== DATA PROVIDED ==
***

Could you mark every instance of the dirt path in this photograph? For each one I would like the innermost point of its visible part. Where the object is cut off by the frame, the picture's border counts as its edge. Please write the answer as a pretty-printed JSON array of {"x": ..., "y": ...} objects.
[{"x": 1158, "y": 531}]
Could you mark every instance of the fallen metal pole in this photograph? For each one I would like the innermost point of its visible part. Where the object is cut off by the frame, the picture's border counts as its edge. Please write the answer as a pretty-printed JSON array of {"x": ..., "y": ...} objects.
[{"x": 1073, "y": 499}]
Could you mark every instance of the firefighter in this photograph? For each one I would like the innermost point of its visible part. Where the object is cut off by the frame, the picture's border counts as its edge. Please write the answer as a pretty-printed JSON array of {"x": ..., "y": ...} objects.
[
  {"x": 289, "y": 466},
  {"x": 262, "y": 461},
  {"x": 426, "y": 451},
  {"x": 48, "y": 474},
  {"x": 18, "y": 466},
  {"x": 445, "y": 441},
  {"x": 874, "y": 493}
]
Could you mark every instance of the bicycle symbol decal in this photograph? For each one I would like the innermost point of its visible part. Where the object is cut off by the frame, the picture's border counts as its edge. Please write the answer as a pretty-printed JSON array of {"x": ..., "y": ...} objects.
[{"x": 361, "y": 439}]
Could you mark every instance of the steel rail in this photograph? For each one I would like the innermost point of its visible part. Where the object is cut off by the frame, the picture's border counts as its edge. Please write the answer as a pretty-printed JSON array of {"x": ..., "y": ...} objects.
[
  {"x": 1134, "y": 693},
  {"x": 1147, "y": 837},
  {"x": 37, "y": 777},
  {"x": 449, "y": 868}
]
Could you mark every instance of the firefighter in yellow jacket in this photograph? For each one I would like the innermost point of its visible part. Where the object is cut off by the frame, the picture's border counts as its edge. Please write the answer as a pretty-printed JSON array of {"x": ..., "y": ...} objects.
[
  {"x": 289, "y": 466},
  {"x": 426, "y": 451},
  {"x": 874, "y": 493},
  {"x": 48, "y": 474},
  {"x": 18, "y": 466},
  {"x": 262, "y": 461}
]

***

== TASK TO COMPLETE ==
Arrange each line of the material above as a row of a Markdown table, skipping blank lines. Use two columns, "Row" for the running row number and "Line" for the line itself.

== RESPONSE TO THE EXERCISE ==
| Row | Line |
|---|---|
| 1 | Could you mark every instance of the dirt path in this photograph? For each one I would like the innermost point of its visible part. Where the object is cut off by the frame, the picture's border counts as its edge. Please write the answer as a pretty-printed JSON array of {"x": ..., "y": ...} objects. |
| 2 | [{"x": 1158, "y": 531}] |
| 3 | Could you mark every instance of the fallen metal pole in this photograph? For each one I would like the innermost point of its visible part. Where the object is cut off by the frame, the picture's border counts as its edge. Please write the answer as a pretty-printed JSON array of {"x": ..., "y": ...} objects. |
| 4 | [{"x": 1073, "y": 499}] |
| 5 | Could you mark every instance of the firefighter in this photograph? For each one I would like the innermost point of its visible part. Where the object is cut off by the frame, the picture's border counts as its edge. Please write the answer as a pretty-printed JSON array of {"x": ..., "y": ...} objects. |
| 6 | [ |
| 7 |   {"x": 289, "y": 466}, |
| 8 |   {"x": 262, "y": 461}, |
| 9 |   {"x": 426, "y": 451}, |
| 10 |   {"x": 48, "y": 474}, |
| 11 |   {"x": 18, "y": 466}, |
| 12 |   {"x": 445, "y": 441}, |
| 13 |   {"x": 874, "y": 493} |
| 14 | ] |
| 15 | Could you mark every instance of the bicycle symbol decal in this photograph? For each one I would like the innermost point of its visible part. Where the object is cut off by the frame, the picture's border counts as its edge. Please write the answer as a pretty-printed JSON array of {"x": ..., "y": ...} objects. |
| 16 | [{"x": 361, "y": 439}] |
| 17 | Could you mark every instance of the steel rail in this photograph? For each one I would like the innermost point of its visible part. Where the object is cut off by the frame, the picture's border counts as its edge. Please write the answer as a pretty-printed JSON array of {"x": ..., "y": ...} objects. |
| 18 | [ |
| 19 |   {"x": 1134, "y": 693}, |
| 20 |   {"x": 1147, "y": 837}, |
| 21 |   {"x": 37, "y": 777}, |
| 22 |   {"x": 449, "y": 868} |
| 23 | ] |
| 24 | Could you mark every instance of the firefighter in yellow jacket in this photograph? For each one I would like the innermost point of its visible part. Where the object is cut off by the frame, the picture's border counts as its edge. Please write the answer as a pretty-printed JSON array of {"x": ..., "y": ...} objects. |
| 25 | [ |
| 26 |   {"x": 289, "y": 466}, |
| 27 |   {"x": 426, "y": 451}, |
| 28 |   {"x": 874, "y": 493}, |
| 29 |   {"x": 48, "y": 474}, |
| 30 |   {"x": 18, "y": 466}, |
| 31 |   {"x": 262, "y": 461} |
| 32 | ] |